SHORT TASK:
Render the items below as a Markdown table with one row per line, skipping blank lines, under the column headers "Row" and "Line".

[Records in a dataset]
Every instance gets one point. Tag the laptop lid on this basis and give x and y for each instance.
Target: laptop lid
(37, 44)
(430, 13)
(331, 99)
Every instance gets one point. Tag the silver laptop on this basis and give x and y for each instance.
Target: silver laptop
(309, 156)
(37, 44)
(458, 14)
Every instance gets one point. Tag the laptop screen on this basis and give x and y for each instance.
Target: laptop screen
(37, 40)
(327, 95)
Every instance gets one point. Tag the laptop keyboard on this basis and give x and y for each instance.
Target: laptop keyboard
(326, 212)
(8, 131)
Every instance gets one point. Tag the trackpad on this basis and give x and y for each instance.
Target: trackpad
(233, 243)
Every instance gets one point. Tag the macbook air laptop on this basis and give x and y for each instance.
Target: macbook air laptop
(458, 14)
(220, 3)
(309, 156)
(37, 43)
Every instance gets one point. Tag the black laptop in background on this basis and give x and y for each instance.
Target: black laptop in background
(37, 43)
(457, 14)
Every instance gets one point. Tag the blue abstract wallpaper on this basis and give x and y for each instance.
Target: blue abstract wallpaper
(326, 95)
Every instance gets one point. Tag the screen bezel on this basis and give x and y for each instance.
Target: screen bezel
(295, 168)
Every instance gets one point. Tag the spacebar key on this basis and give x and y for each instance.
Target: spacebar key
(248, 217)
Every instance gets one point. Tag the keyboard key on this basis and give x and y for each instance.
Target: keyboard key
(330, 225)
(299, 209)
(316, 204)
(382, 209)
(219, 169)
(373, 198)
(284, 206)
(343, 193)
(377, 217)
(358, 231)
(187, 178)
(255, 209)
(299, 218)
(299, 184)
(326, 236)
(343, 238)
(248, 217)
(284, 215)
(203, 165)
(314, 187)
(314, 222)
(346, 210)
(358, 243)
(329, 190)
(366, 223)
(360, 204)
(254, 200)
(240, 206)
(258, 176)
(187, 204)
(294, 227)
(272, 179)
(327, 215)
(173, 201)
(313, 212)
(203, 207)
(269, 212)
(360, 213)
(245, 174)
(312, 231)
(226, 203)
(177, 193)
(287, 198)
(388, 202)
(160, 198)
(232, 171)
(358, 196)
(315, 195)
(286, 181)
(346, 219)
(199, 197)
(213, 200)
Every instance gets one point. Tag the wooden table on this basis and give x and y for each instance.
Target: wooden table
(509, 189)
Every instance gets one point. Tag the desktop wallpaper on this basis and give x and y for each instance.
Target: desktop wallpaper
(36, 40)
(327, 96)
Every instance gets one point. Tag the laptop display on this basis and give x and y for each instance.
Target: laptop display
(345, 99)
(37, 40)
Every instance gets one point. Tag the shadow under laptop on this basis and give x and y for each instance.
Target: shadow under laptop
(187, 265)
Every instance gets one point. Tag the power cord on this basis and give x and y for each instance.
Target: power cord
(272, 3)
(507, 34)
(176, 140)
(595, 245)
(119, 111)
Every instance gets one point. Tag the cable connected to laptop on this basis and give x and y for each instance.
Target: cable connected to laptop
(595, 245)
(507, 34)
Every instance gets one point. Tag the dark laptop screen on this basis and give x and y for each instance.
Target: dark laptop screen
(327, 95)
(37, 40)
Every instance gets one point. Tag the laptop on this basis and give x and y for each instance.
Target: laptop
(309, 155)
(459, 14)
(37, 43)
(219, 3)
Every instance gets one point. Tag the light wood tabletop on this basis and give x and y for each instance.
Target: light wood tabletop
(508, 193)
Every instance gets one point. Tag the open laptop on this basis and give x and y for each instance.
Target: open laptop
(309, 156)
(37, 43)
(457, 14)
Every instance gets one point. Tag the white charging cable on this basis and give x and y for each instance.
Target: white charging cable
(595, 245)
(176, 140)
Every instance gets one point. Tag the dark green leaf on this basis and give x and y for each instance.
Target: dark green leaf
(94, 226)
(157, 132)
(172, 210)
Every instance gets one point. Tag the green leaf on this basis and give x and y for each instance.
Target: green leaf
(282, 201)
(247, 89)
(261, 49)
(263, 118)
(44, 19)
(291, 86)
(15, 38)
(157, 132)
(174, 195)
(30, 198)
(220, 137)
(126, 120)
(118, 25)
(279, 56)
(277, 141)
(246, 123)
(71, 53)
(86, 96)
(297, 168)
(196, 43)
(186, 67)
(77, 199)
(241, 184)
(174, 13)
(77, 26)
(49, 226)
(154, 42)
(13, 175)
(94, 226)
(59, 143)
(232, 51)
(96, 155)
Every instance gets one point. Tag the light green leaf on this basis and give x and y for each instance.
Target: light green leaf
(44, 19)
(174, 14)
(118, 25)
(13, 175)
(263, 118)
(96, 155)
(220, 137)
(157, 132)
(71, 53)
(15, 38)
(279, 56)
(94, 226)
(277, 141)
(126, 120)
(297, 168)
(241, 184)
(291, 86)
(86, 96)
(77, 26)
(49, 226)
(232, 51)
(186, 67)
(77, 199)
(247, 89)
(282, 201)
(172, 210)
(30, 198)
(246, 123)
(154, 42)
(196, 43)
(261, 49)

SOLUTION FOR THIS EXERCISE:
| Row | Line |
|---|---|
| 1 | Every instance gets one point. Tag the laptop lid on this basis and give x and y for each instance. |
| 2 | Target: laptop lid |
| 3 | (37, 44) |
| 4 | (430, 13) |
| 5 | (331, 99) |
| 6 | Every instance gets one point. Tag the silver laptop on this basis and give x and y for each instance. |
| 7 | Target: silver laptop |
| 8 | (309, 156) |
| 9 | (37, 44) |
| 10 | (458, 14) |
| 11 | Every instance gets one point. Tag the laptop screen on this basis and give x and y for each instance. |
| 12 | Target: laptop screen |
| 13 | (37, 40) |
| 14 | (327, 95) |
| 15 | Every instance gets one point. Tag the laptop keyboard on this basis and give x and y for each instance. |
| 16 | Target: laptop keyboard |
| 17 | (326, 212) |
| 18 | (8, 131) |
| 19 | Every instance gets one point. Tag the trackpad on this basis and give x and y for each instance. |
| 20 | Target: trackpad |
| 21 | (233, 243) |
| 22 | Every instance gets one point. Tag the macbook air laptop on this basis and give x and y for each instance. |
| 23 | Target: macbook air laptop |
| 24 | (458, 14) |
| 25 | (220, 3) |
| 26 | (309, 156) |
| 27 | (37, 43) |
| 28 | Every instance gets one point. Tag the black laptop in background on this basis and give x and y for each instance. |
| 29 | Target: black laptop in background |
| 30 | (37, 43) |
| 31 | (457, 14) |
| 32 | Every instance gets one point. Tag the blue abstract wallpaper on this basis and give x and y for each instance. |
| 33 | Target: blue abstract wallpaper |
| 34 | (326, 95) |
| 35 | Every instance gets one point. Tag the screen bezel on this basis and give x and y for each instance. |
| 36 | Target: screen bezel |
| 37 | (295, 168) |
| 38 | Every instance gets one point. Tag the spacebar key on this basis and give x and y for each instance. |
| 39 | Target: spacebar key |
| 40 | (248, 217) |
| 41 | Every instance gets one point. Tag the keyboard key on this basis and give x and y for each instance. |
| 42 | Target: keyboard key |
| 43 | (330, 225) |
| 44 | (299, 209) |
| 45 | (316, 204) |
| 46 | (382, 209) |
| 47 | (219, 169) |
| 48 | (373, 198) |
| 49 | (284, 206) |
| 50 | (343, 193) |
| 51 | (377, 217) |
| 52 | (358, 231) |
| 53 | (187, 178) |
| 54 | (255, 209) |
| 55 | (299, 218) |
| 56 | (299, 184) |
| 57 | (326, 236) |
| 58 | (343, 238) |
| 59 | (248, 217) |
| 60 | (284, 215) |
| 61 | (203, 165) |
| 62 | (314, 187) |
| 63 | (314, 222) |
| 64 | (346, 210) |
| 65 | (358, 243) |
| 66 | (329, 190) |
| 67 | (366, 223) |
| 68 | (360, 204) |
| 69 | (254, 200) |
| 70 | (240, 206) |
| 71 | (258, 176) |
| 72 | (187, 204) |
| 73 | (294, 227) |
| 74 | (272, 179) |
| 75 | (327, 215) |
| 76 | (173, 201) |
| 77 | (313, 212) |
| 78 | (203, 207) |
| 79 | (269, 212) |
| 80 | (360, 213) |
| 81 | (245, 174) |
| 82 | (312, 231) |
| 83 | (226, 203) |
| 84 | (177, 193) |
| 85 | (287, 198) |
| 86 | (388, 202) |
| 87 | (160, 198) |
| 88 | (232, 171) |
| 89 | (358, 196) |
| 90 | (315, 195) |
| 91 | (286, 181) |
| 92 | (346, 219) |
| 93 | (199, 197) |
| 94 | (213, 200) |
| 95 | Every instance gets one point. Tag the wooden table on this basis and give x and y for each instance. |
| 96 | Target: wooden table |
| 97 | (509, 189) |
| 98 | Every instance gets one point. Tag the desktop wallpaper on this basis and give x and y for each instance. |
| 99 | Target: desktop wallpaper |
| 100 | (36, 40) |
| 101 | (327, 96) |
| 102 | Every instance gets one point. Tag the laptop display on this basis and give x and y for each instance. |
| 103 | Target: laptop display |
| 104 | (345, 99) |
| 105 | (37, 40) |
| 106 | Every instance gets one point. Tag the shadow under laptop on this basis and give x and y for each instance. |
| 107 | Target: shadow under laptop |
| 108 | (187, 265) |
| 109 | Every instance gets one point. Tag the power cord on this basis and give x and y for each instance. |
| 110 | Target: power cord |
| 111 | (272, 3) |
| 112 | (507, 34) |
| 113 | (176, 140) |
| 114 | (595, 245) |
| 115 | (119, 111) |
| 116 | Every instance gets one point. Tag the cable connected to laptop on this basis and give x and y for each instance. |
| 117 | Target: cable connected to laptop |
| 118 | (595, 245) |
| 119 | (507, 34) |
| 120 | Every instance gets one point. Tag the dark laptop screen on this basis and give x and y for each instance. |
| 121 | Target: dark laptop screen |
| 122 | (327, 95) |
| 123 | (37, 40) |
| 124 | Every instance gets one point. Tag the laptop on this basis and give x and y for each instance. |
| 125 | Target: laptop |
| 126 | (309, 155) |
| 127 | (459, 14) |
| 128 | (37, 43) |
| 129 | (219, 3) |
| 130 | Every instance gets one point. Tag the light wood tabletop on this basis and give x and y for each instance. |
| 131 | Target: light wood tabletop |
| 132 | (508, 193) |
| 133 | Every instance gets one point. Tag the open laptop on this basis and give x and y for each instance. |
| 134 | Target: open laptop |
| 135 | (309, 156) |
| 136 | (37, 43) |
| 137 | (457, 14) |
| 138 | Every instance gets one point. Tag the white charging cable on this basis and give x and y for each instance. |
| 139 | Target: white charging cable |
| 140 | (595, 245) |
| 141 | (176, 140) |
| 142 | Every instance gets one point. Tag the dark green leaf on this basis and give x and y for each instance. |
| 143 | Target: dark green leaf |
| 144 | (94, 226) |
| 145 | (157, 132) |
| 146 | (172, 210) |
| 147 | Every instance gets one point. Tag the green leaf on this basis and give x and y for each instance. |
| 148 | Target: green leaf |
| 149 | (282, 201) |
| 150 | (247, 89) |
| 151 | (261, 49) |
| 152 | (263, 118) |
| 153 | (44, 19) |
| 154 | (291, 86) |
| 155 | (15, 38) |
| 156 | (157, 132) |
| 157 | (174, 195) |
| 158 | (30, 198) |
| 159 | (220, 137) |
| 160 | (126, 120) |
| 161 | (118, 25) |
| 162 | (279, 56) |
| 163 | (277, 141) |
| 164 | (246, 123) |
| 165 | (71, 53) |
| 166 | (86, 96) |
| 167 | (297, 168) |
| 168 | (196, 43) |
| 169 | (186, 67) |
| 170 | (77, 199) |
| 171 | (241, 184) |
| 172 | (174, 13) |
| 173 | (77, 26) |
| 174 | (49, 226) |
| 175 | (154, 42) |
| 176 | (13, 175) |
| 177 | (94, 226) |
| 178 | (59, 143) |
| 179 | (232, 51) |
| 180 | (96, 155) |
| 181 | Every instance gets one point. Tag the light green leaf on this basis and give x and y for each instance. |
| 182 | Target: light green leaf |
| 183 | (44, 19) |
| 184 | (174, 14) |
| 185 | (118, 25) |
| 186 | (13, 175) |
| 187 | (263, 118) |
| 188 | (96, 155) |
| 189 | (220, 137) |
| 190 | (157, 132) |
| 191 | (71, 53) |
| 192 | (15, 38) |
| 193 | (279, 56) |
| 194 | (94, 226) |
| 195 | (277, 141) |
| 196 | (126, 120) |
| 197 | (297, 168) |
| 198 | (241, 184) |
| 199 | (291, 86) |
| 200 | (86, 96) |
| 201 | (77, 26) |
| 202 | (49, 226) |
| 203 | (232, 51) |
| 204 | (186, 67) |
| 205 | (77, 199) |
| 206 | (247, 89) |
| 207 | (282, 201) |
| 208 | (172, 210) |
| 209 | (30, 198) |
| 210 | (246, 123) |
| 211 | (154, 42) |
| 212 | (196, 43) |
| 213 | (261, 49) |